>> Begin EXTRACTED MATERIAL

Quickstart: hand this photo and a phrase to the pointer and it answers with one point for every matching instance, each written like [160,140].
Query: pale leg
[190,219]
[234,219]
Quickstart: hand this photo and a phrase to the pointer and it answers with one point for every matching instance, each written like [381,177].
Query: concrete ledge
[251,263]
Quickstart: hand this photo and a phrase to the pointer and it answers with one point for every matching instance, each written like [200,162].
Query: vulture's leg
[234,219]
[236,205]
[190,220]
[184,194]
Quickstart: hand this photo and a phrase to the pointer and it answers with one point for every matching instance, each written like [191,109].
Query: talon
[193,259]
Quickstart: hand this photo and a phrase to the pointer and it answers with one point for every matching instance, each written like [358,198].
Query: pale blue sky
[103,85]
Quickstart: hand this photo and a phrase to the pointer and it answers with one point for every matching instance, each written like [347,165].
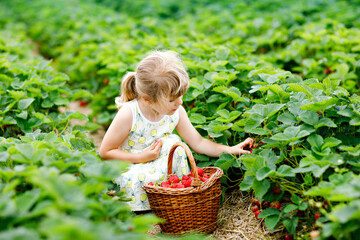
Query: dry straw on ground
[236,220]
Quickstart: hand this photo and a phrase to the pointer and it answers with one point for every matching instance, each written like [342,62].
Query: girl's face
[168,107]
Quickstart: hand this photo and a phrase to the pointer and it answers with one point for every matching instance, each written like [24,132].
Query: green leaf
[320,105]
[225,161]
[291,134]
[246,183]
[289,208]
[303,206]
[197,118]
[285,171]
[4,156]
[27,150]
[310,117]
[325,122]
[316,141]
[263,172]
[24,103]
[272,221]
[269,212]
[20,233]
[261,187]
[287,118]
[355,121]
[296,199]
[291,224]
[222,53]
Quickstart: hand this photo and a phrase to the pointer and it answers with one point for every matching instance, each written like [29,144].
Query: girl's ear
[146,98]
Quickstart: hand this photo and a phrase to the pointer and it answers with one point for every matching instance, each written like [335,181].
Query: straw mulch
[236,221]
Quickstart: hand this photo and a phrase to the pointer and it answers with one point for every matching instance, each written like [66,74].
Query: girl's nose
[179,101]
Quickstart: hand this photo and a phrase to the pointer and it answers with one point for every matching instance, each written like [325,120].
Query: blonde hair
[161,76]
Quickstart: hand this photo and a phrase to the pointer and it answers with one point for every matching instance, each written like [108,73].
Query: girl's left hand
[239,148]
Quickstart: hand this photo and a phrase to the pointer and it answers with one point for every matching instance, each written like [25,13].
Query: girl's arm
[202,145]
[116,134]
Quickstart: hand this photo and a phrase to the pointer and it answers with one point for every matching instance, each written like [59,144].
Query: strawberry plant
[283,73]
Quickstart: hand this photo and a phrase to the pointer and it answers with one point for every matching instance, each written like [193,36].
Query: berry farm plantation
[285,73]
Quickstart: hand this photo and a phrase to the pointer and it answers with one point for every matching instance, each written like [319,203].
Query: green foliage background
[285,73]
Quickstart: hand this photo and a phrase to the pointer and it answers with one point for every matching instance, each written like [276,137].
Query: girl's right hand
[152,152]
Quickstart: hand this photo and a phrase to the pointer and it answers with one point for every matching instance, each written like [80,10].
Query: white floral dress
[142,135]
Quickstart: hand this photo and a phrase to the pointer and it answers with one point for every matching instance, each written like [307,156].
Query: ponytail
[128,89]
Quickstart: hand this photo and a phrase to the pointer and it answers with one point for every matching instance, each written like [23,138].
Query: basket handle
[196,181]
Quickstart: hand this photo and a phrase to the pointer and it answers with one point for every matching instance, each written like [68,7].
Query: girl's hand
[239,148]
[152,152]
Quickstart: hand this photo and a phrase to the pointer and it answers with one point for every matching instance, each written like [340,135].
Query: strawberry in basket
[175,182]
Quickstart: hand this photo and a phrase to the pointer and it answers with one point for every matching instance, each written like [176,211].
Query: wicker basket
[187,209]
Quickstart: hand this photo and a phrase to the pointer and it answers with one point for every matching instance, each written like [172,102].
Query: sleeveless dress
[142,135]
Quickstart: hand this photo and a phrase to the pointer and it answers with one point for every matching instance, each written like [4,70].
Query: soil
[236,220]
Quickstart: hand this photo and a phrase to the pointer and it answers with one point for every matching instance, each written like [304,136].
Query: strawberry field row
[286,75]
[52,183]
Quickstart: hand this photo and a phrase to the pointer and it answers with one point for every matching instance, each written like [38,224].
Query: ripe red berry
[257,213]
[82,103]
[200,172]
[178,185]
[255,201]
[317,216]
[275,204]
[187,182]
[255,208]
[300,214]
[288,237]
[266,204]
[185,177]
[165,184]
[174,179]
[277,190]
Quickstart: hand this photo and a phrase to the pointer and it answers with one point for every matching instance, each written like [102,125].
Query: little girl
[141,132]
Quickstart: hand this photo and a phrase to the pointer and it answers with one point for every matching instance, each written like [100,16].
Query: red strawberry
[178,185]
[82,103]
[185,177]
[266,204]
[200,172]
[288,237]
[300,214]
[255,201]
[327,71]
[165,184]
[174,179]
[277,189]
[255,208]
[187,182]
[317,216]
[257,213]
[275,204]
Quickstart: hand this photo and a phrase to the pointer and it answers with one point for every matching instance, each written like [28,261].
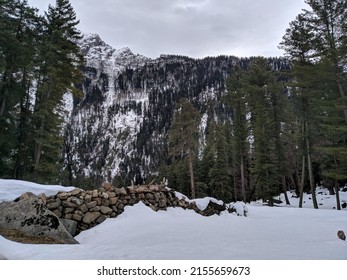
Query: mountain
[118,128]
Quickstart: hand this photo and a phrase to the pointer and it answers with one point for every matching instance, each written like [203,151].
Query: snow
[267,233]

>> End EXTRACTED MATERIAL

> _PROBLEM TO SOLVE_: Repeat the material above word for word and skip every image in it.

> _WRITTEN ANSWER_:
Quickstart: hand this photo and a phrase to the pointer and it answers with one point for every matching instance, each written like [160,140].
Query: pale leg
[190,219]
[234,219]
Quickstart: hand this photo and a phrase to the pointer and it answers with one point for every matching instance, each written like [381,177].
Query: concrete ledge
[251,263]
Quickstart: hand this photo and a phrase to the pointer and it answers with one point for every matching instance, each written like [200,162].
Query: vulture's leg
[234,219]
[236,205]
[190,220]
[184,194]
Quickstart: hand this photo and a phrase to the pointer and it answers with one point for every matching instance, each written like [191,109].
Query: talon
[193,259]
Quickstart: hand this photo and a phrase to the pointer and it answers with one point for every matching instance, each written like [358,198].
Query: pale blue sky
[103,85]
Quickstart: hand this photo and a phrase to the pointer and it answers with one point for every matching instance, each written like [347,165].
Query: dry straw on ground
[236,220]
Quickstart: hand this photo and a phrase to the pointer and it answers with one point for every matching instance, each written like [342,62].
Query: girl's face
[168,107]
Quickstart: hand this photo and a phrase to the pointer and it answers with one point for every matching instance, each written like [24,132].
Query: green leaf
[320,105]
[225,161]
[291,134]
[246,183]
[289,208]
[303,206]
[197,118]
[285,171]
[4,156]
[27,150]
[310,117]
[325,122]
[316,141]
[263,172]
[24,103]
[272,221]
[269,212]
[20,233]
[261,187]
[287,118]
[355,121]
[296,199]
[291,224]
[222,53]
Quickstart: hand this photo and a phrase to the pointer and it answers with one point for every matching instance, each written like [29,144].
Query: girl's ear
[146,98]
Quickstart: hand this photo and a phrase to the pointer and it answers with one point for every matching instance, each written like [335,181].
Query: straw mulch
[236,221]
Quickstart: hand this photo and a phrase to the pointer and it answers with one point for every matching instance, each written like [66,74].
Query: girl's nose
[179,101]
Quickstart: hand this photo and a phrase to the pointer and it answers with one point for every matching instance, each written like [325,120].
Query: blonde hair
[161,76]
Quickstart: hand this photo and a phrase to the pointer and it answers with one point for every matching instance, each written like [108,73].
Query: girl's left hand
[239,148]
Quickstart: hand this photo and a phrase to the pointer and it answers with one point for every matching instance, each written like [25,13].
Query: girl's arm
[202,145]
[116,134]
Quickstart: hand this photo and a phrase to the pointer and it answers with one point for every matching instance, each written like [59,144].
Query: strawberry plant
[283,73]
Quickstart: hand this photo and a phrase to the pointer and it answers with one point for every matching instance, each written like [193,36].
Query: berry farm plantation
[285,73]
Quickstart: hand this photo and a phrase to the pointer and it answers with one point for every matching instance, each written like [319,203].
Query: green foliage background
[285,73]
Quickstart: hand this photo and a phrase to the pointer and it answers with one point for every matching instance, each written like [276,137].
Query: girl's right hand
[152,152]
Quickstart: hand this photo and a phrase to the pointer and it answers with one point for every matching instance, each written like [80,10].
Query: white floral dress
[142,135]
Quickstart: hand this photo and a phrase to the pointer and it answers with one point for every matching instance, each written like [307,156].
Query: ponytail
[128,89]
Quickstart: hand this photo and a phrase to the pointer and it answers with one point for every matching instance, each written like [23,138].
Query: basket handle
[196,181]
Quickstart: hand this photo and a phrase to the pointer and it answers with one point for every matching instance, each written like [68,7].
Query: girl's hand
[239,148]
[152,152]
Quickstart: hand this photo and a phrase to the pointer and it answers with one point for every matching instance, each written like [340,135].
Query: strawberry in basket
[175,182]
Quickstart: hand this photo and a phrase to the pointer and it answers with one point for every matching instance, each written like [176,211].
Query: wicker basket
[187,209]
Quickstart: hand this photo and a phrase to the pointer and it answers with one point for every matching instance, each written like [172,102].
Query: sleeveless dress
[142,135]
Quickstart: hand this photo and a phrase to the pointer and it answers with one point for every matching instance, each written like [4,70].
Query: soil
[236,220]
Quickstart: hand this photo and a phrase to the pointer and it answers with one point for every matching instance, each written like [304,136].
Query: strawberry field row
[286,75]
[52,183]
Quickstart: hand this photo and a phrase to the pointer and it answers with one point for every matching instance, each written like [38,224].
Query: ripe red berry
[257,213]
[82,103]
[200,172]
[178,185]
[255,201]
[317,216]
[275,204]
[187,182]
[255,208]
[300,214]
[288,237]
[266,204]
[185,177]
[165,184]
[174,179]
[277,190]
Quickstart: hand this photo and a phrase to the pointer and it answers with one point for every matching instance, each written like [102,125].
Query: little girl
[141,132]
Quickstart: hand this photo and a phrase to the pointer and it answers with one point for every matching instance, each written like [100,16].
Query: red strawberry
[178,185]
[82,103]
[185,177]
[266,204]
[200,172]
[288,237]
[300,214]
[255,201]
[327,71]
[165,184]
[174,179]
[277,189]
[255,208]
[187,182]
[317,216]
[257,213]
[275,204]
Quickstart: hand this photo and a phrase to the pointer and it answers with one point for every matching instance, each written like [28,261].
Query: mountain
[118,128]
Quickstart: hand this photo and a phrase to the pointer and it answers with one point for every matching instance, each written like [203,151].
Query: snow
[267,233]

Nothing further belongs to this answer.